WORK INSTRUCTION → Copy out each record that follows exactly, and omit any picture you find.

[RECORDS TO PROCESS — start]

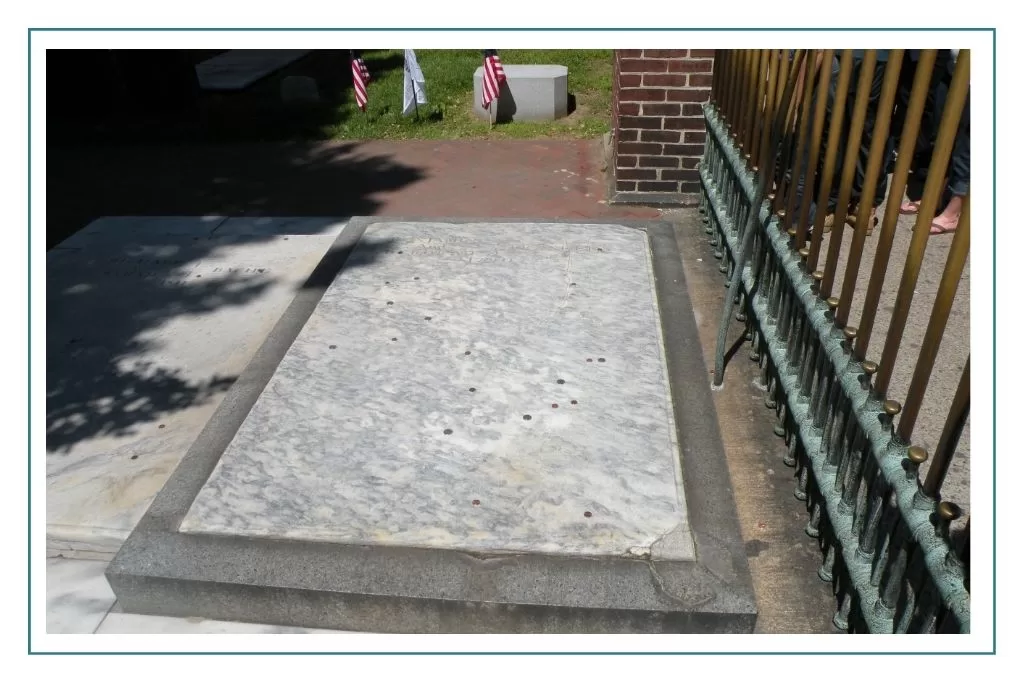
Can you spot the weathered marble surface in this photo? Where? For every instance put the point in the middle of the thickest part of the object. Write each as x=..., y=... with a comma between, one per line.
x=469, y=329
x=148, y=322
x=78, y=596
x=117, y=623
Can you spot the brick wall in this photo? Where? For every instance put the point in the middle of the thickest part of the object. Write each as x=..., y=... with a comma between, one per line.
x=658, y=131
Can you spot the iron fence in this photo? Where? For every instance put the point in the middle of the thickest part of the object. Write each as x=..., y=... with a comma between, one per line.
x=800, y=144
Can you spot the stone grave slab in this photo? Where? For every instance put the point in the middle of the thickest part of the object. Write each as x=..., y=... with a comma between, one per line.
x=470, y=426
x=148, y=323
x=530, y=92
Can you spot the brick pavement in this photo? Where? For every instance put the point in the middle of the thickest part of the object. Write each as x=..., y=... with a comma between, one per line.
x=456, y=178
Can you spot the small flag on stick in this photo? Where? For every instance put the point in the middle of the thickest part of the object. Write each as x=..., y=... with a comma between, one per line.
x=494, y=76
x=360, y=76
x=415, y=91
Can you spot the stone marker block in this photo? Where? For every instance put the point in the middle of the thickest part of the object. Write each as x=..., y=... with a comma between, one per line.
x=531, y=92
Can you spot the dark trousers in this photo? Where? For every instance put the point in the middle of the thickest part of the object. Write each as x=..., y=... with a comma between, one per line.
x=877, y=194
x=960, y=163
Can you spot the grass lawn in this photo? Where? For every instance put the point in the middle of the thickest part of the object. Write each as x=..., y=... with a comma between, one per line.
x=258, y=114
x=449, y=114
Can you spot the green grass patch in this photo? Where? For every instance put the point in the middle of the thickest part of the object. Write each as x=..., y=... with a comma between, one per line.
x=449, y=114
x=258, y=115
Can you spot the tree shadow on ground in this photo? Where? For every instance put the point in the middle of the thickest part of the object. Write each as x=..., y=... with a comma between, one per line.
x=117, y=97
x=114, y=302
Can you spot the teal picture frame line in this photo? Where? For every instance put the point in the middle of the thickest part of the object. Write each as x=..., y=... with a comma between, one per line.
x=981, y=30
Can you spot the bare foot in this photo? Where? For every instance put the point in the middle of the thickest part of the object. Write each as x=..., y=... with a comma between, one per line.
x=948, y=219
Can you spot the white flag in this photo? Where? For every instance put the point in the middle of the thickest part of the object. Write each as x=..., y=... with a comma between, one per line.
x=415, y=85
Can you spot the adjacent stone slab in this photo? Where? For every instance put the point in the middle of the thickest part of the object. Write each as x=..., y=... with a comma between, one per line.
x=237, y=70
x=471, y=388
x=148, y=323
x=531, y=92
x=372, y=518
x=78, y=596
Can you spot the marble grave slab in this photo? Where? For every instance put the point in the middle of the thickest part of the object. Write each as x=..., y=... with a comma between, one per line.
x=481, y=389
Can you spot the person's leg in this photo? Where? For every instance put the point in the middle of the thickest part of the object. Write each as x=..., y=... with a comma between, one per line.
x=960, y=175
x=927, y=133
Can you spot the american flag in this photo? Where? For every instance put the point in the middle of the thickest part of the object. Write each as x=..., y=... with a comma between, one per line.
x=494, y=76
x=360, y=76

[RECORDS TO PROCESS — finish]

YOUR RESPONSE →
Can you spot the weathered marble surface in this photo? Where? For every instance put the point in the middle of the thickest part of the object. Write each as x=..., y=... with a comma between, one per line.
x=469, y=329
x=148, y=322
x=78, y=596
x=117, y=623
Can you spot the brick wall in this photo? Where? For every instance put the point in the middle of the thickest part of the object. Write each as x=..., y=... with a comma between, one per line.
x=658, y=131
Can you spot the iron fence in this photo? Where? For every instance put the point in the middle of the thickest part of the object. Write each as x=..., y=... with a comma between, one per line.
x=800, y=144
Can you spot the stone grave slab in this photo? Where? For every instance put the point in the middle of the thickest part of the object. Write each as x=..., y=... with a comma between, one per line.
x=470, y=426
x=148, y=323
x=530, y=92
Can you spot the brick pavement in this photo? Where? For every instance put the point in the middle of the thickest part of the object. Write each as x=..., y=... with a comma between, one per line.
x=456, y=178
Can you spot the small flag on stick in this photo? Where? For every instance put the point in the middle of the thickest part of the object. Write each as x=..., y=... with a comma between, one per line.
x=494, y=76
x=360, y=76
x=415, y=91
Can you spot the stone marker block in this photo? Where? For every instance put the point in the middle of the thickest part of the object. Write each as x=..., y=... with a comma between, one per line.
x=531, y=92
Can you spot the dark trousers in this photo? Where? For every instance put the point in the middle of the thickest part of the object. Write each as x=..., y=... with a comma between, one per line.
x=877, y=194
x=960, y=163
Can you spot the grass lawn in this photo? Where? For every instance put the point in the middle of the thickest part of the object. Write each as x=..., y=... with a comma between, one per line.
x=258, y=114
x=449, y=114
Can you spot the green grass patch in this photo? Where? For every instance put the point in the middle of the thickest part of the object. Write each as x=..., y=... with a comma between, one per line.
x=449, y=114
x=258, y=115
Can you spot the tree shadow on ground in this photo? Where? For every instance put the point in the middle of the thickest part of the object. Write each as x=..., y=... with a comma between, one per line.
x=117, y=97
x=114, y=302
Can you spot the teal picture frame line in this photo? Where? For every instance put the point in the middle of the thickest part of the object. Write each as x=..., y=... with a comma between, one per line.
x=981, y=30
Can you spot the bare foot in this photo? Where? For every instance put the point in the middle of the thickest part of the object. Write each as x=..., y=... with a comma between, one per line.
x=948, y=219
Can you spot the white flag in this photo? Where? For every instance put the point in the middle of the thickest part of the object. Write each as x=..., y=... with a comma between, one per line.
x=415, y=85
Can you spot the adjacent stone slab in this photo? Where? For every instance put the point in the middle of the thickest part of the object. Write each as x=..., y=... with a comma between, one per line.
x=237, y=70
x=471, y=388
x=148, y=323
x=531, y=92
x=372, y=518
x=78, y=596
Can you spot the marble grave slab in this photo? Where? For every instance put the point in the middle of the thickest part of the object. Write each as x=..., y=... with a comma between, one per line.
x=481, y=389
Can you spot the person's leg in this photo? Where? For every instance put the point in the middle of the thickest part of the object. Write each as x=..., y=... with a comma between, one per line.
x=960, y=175
x=927, y=133
Can you spot the american flag in this photo? Where? For every instance put the point in the middle of the thickest part of the object. Write each as x=..., y=... with a comma between, one per line.
x=494, y=76
x=360, y=76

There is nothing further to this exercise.